§ GIVEN REQUEST A:
Copy the stretch of the accelerated coordinate descent excerpt from "Probabilistic Estimate Sequences: A" through "coordinate descent algorithms.".
§ GIVEN REQUEST B:
Extend the passage on accelerated coordinate descent, beginning right after its last sentence.

§ PAGE EXCERPT:

◆ ◆ ◆ ◆

Coordinate descent methods, which use gradient information about a single coordinate to update a single coordinate in each iteration, have been around for a long time . Various schemes have been considered for picking the coordinate to update, such as cyclic coordinate update and the best coordinate update, however these schemes are either hard to estimate or difficult to be implemented efficiently. Both the recent work of Strohmer and Vershynin and Nesterov overcame these obstacles by showing that by performing particular randomized updates one can produce methods with provable global convergence rate and small costs per iteration.
Applying the similar ideas of accelerated gradient descent, Nesterov also proposed an accelerated variant called the accelerated coordinate descent method (ACDM) that achieves a faster convergence rate while still only considering a single coordinate of the gradient at a time. However, in both Nesterov’s paper and later work , this method was considered inefficient as the computational complexity of the naive implementation of each iteration of ACDM requires time to update every coordinate of the input, at which point the accelerated gradient descent method would seem preferable.
2 Our Contributions
In this paper, we generalize Nesterov’s ACDM and present a simple technique to implement each coordinate update step efficiently. Our contributions towards understanding ACDM include the following:
Generalization: A generalization of ACDM to a broader class of sampling probabilities, overcoming technical challenges due to skewed sampling probabilities, so that any convergence rate achieved through Nesterov’s coordinate descent method can be improved by ACDM. This generalization was essential for applications considered later in the paper.
Probabilistic Estimate Sequences: A self contained proof of correctness for ACDM motivated by a generalization of estimate sequences we simply call probabilistic estimate sequences.
Efficiency: A proof that under mild assumptions about the oracle for querying function and gradient values, each iteration of ACDM can be implemented with the same asymptotic cost as an equivalent coordinate descent step.
Numerical Stability: A proof that ACDM is numerically stable and can be implemented with finite precision arithmetic and no overhead in the standard unit cost RAM model.
Lower Bound: A lower bound argument showing that ACDM achieves an optimal convergence rate among a certain class of coordinate descent algorithms.
In some sense, the principle difference between the asymptotic running time of ACDM and accelerated gradient descent (or conjugate gradient in the linear system case) is that as accelerated gradient descent depends on the maximum eigenvalue of the Hessian of the function being minimized, ACDM instead depends on the trace of the Hessian and has the possibility of each iteration costing a small fraction of the cost a single iteration of of accelerated gradient descent. As a result, any nontrivial bound on the trace of the Hessian and the computational complexity of performing a single coordinate update creates the opportunity for ACDM to yield improved running times. To emphasize this point, we focus on applications of our method to solving linear systems and we use three different cases to illustrate the flexibility and competitiveness of our method.
Symmetric Positive Definite Systems: We show that under mild assumptions ACDM solves positive definite systems with a faster asymptotic running time than conjugate gradient (and an even milder set of assumptions for Chebyshev method), and it is an asymptotically optimal algorithm for solving general systems in certain regimes.
Overdetermined Systems: For over-constrained systems of equations the randomized Kaczmarz method of Strohmer and Vershynin , which iteratively picks a random constraint and projects the current solution onto the plane corresponding to a random constraint, has been shown to have strong convergence guarantees and appealing practical performance. We show how to cast this method in the framework of coordinate descent and accelerate it using ACDM yielding improved asymptotic performance. Given the appeal of Kaczmarz methods for practical applications such as image reconstructions , there is hope that this could yield improved performance in practice.

◆ ◆ ◆ ◆

§ RECORDS PROVIDED:

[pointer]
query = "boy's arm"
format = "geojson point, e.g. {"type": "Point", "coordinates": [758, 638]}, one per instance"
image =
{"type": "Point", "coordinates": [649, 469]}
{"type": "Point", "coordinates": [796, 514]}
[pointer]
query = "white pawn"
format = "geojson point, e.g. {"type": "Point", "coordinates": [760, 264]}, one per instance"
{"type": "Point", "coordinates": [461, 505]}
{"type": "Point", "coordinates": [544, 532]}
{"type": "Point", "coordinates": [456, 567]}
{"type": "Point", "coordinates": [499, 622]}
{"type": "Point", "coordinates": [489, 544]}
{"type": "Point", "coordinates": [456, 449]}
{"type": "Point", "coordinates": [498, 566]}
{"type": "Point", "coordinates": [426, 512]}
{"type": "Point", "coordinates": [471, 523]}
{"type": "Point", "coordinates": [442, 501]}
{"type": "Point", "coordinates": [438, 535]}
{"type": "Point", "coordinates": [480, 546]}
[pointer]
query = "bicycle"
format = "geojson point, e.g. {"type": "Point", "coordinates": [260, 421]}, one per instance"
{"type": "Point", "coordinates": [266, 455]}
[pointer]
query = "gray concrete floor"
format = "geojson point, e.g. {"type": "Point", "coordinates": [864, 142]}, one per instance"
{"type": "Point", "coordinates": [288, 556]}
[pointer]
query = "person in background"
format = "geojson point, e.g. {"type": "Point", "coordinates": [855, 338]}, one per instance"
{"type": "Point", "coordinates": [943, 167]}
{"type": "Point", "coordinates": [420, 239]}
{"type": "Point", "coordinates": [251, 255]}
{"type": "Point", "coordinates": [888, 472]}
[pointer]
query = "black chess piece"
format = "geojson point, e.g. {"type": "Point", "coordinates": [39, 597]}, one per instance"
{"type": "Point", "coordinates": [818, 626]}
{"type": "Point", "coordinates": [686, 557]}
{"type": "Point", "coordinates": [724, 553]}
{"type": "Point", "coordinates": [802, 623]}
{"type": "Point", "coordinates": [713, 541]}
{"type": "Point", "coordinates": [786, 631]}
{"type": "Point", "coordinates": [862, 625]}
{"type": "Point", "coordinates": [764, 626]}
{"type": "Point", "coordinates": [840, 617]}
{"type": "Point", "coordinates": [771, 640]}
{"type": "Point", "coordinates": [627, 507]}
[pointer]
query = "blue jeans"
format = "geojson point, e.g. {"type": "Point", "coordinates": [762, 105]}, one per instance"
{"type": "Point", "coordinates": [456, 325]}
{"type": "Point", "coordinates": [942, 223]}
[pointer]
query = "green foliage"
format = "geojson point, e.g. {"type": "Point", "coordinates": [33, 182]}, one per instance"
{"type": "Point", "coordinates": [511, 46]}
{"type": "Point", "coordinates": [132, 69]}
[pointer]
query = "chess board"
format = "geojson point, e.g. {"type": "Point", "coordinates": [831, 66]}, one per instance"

◆ ◆ ◆ ◆

§ ANSWER A:
Probabilistic Estimate Sequences: A self contained proof of correctness for ACDM motivated by a generalization of estimate sequences we simply call probabilistic estimate sequences.
Efficiency: A proof that under mild assumptions about the oracle for querying function and gradient values, each iteration of ACDM can be implemented with the same asymptotic cost as an equivalent coordinate descent step.
Numerical Stability: A proof that ACDM is numerically stable and can be implemented with finite precision arithmetic and no overhead in the standard unit cost RAM model.
Lower Bound: A lower bound argument showing that ACDM achieves an optimal convergence rate among a certain class of coordinate descent algorithms.

§ ANSWER B:
We remark that while our applications analysis focus on solving linear systems there is hope that our ACDM algorithm will have a broader impact in both theory and practice of efficient algorithms. Just as the accelerated gradient descent method has improved the theoretical and empirical running time of various, both linear and nonlinear, gradient descent algorithms , we hope that ACDM will improve the running time of various algorithms for which coordinate descent based approaches have proven effective. Given the generality of our analysis and the previous difficulty in analyzing such methods, we hope that this is just the next towards a new class of provably efficient algorithms with good empirical performance.
3 Paper Organization
The rest of our paper is organized as follows. In Section 2, we introduce the problem and function properties that we will use for optimization. In Section 3, we briefly review the mathematics behind gradient descent, accelerated gradient descent, and coordinate descent. In Section 4, we present our general ACDM implementation, prove correctness, and show how to implement the update steps efficiently. In Section 5, we show how to apply ACDM to achieve faster runtimes for various linear system solving scenarios. In Section 6, we give lower bounds that show that ACDM is optimal in certain regimes, and in the appendix we provide missing details of the ACDM convergence and numerical stability proofs.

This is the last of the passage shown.